* START *

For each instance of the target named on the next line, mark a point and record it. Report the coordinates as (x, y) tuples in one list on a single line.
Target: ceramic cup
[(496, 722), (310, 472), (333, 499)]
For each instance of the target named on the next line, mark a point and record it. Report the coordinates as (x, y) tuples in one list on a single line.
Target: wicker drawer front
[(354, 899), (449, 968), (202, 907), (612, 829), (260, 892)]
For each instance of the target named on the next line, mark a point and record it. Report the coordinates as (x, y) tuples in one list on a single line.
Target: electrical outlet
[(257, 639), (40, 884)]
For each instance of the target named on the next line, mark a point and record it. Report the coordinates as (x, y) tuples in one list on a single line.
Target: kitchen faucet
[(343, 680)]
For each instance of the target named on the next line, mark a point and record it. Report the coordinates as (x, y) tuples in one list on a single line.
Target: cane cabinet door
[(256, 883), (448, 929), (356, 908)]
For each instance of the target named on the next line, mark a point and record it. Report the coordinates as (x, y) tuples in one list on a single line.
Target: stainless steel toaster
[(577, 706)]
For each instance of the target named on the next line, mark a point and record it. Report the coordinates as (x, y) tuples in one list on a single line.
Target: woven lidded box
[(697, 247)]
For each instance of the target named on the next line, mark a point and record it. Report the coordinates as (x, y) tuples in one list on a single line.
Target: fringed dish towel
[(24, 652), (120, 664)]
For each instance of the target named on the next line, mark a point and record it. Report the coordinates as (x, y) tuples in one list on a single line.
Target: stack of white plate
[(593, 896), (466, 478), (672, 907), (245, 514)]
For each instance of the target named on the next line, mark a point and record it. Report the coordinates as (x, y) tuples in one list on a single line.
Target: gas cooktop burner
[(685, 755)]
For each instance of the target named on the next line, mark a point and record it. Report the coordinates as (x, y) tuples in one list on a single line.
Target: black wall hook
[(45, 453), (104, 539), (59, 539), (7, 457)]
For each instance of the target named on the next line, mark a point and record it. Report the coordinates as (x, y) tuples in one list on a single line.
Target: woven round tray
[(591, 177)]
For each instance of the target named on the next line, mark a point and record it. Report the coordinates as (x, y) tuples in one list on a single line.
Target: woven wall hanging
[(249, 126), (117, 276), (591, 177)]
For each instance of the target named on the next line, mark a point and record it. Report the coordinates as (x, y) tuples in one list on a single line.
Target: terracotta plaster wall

* END *

* [WHAT THIS TASK INVOLVES]
Extract every entry above and reproduce each one verbatim, line for line, in its original order.

* [COMPLETED EXERCISE]
For each instance of the target named on the next line, mark a point and record it. Report the coordinates as (x, y) tuples in one list on a single line.
Target: ceramic cup
[(496, 722), (310, 472), (333, 499)]
For each instance of the target named on the next line, mark a point and record it. Report the coordinates as (x, y) tuples in one list on a single line.
Target: wicker drawer front
[(354, 899), (449, 968), (202, 907), (612, 829), (260, 892)]
For each instance of the target named on the next line, mark a point and record it. Report the coordinates as (x, y) tuples in one list on a single line.
Target: electrical outlet
[(257, 639), (40, 884)]
For each instance of the target named on the next line, mark a point and record it. Report the coordinates as (x, y) tuples in one list on a single line.
Target: kitchen faucet
[(343, 680)]
For each instance of the target named on the next line, mark a point and record it. Report the coordinates as (x, y) tuples in one list on a single line.
Target: cane cabinet door
[(256, 883), (448, 929), (356, 908)]
For each instance of the target named on the next line, mark a point and record it. Report the coordinates as (x, y) tuples in one list on a single line.
Target: stainless steel toaster
[(577, 706)]
For each instance of the target named on the next line, mark a point and record it. Report the coordinates as (x, y) tuples in one list on a single line.
Target: woven lidded box
[(697, 247)]
For each instance of the target named on the next line, mark a point and record it. Report the coordinates as (x, y) tuples in one list on a single line.
Target: fringed dish towel
[(24, 652), (120, 664)]
For each instance of the target named on the next line, mark a point and record it. Report the coordinates as (x, y) tuples in one list on a single line.
Target: stack of white plate
[(593, 896), (466, 478), (672, 907), (245, 514)]
For each instance of the target named on the next line, mark a point and record it. Report the coordinates as (x, y) tuples in one list on a single line.
Target: gas cooktop burner
[(685, 755)]
For each instance of the target named on the next line, mark a point and record it. Report the coordinates as (x, y) tuples in one list on a single line.
Target: black wall hook
[(45, 453), (104, 539), (59, 539), (7, 457)]
For each instance of the target named on the next line, mark a point and record it. Report the coordinates as (x, y) tuples in one list on a single line.
Target: woven round tray
[(591, 177)]
For each instance of the target named on the next line, mark a point and record it. Report the coordinates as (x, y) tuples in one list on a single line.
Target: woven wall hanging
[(249, 126), (117, 276), (591, 177)]
For each instance of the target named on the next line, mark a point and record it. Report the coordinates as (x, y) tuples in one list on a single line.
Target: terracotta plaster wall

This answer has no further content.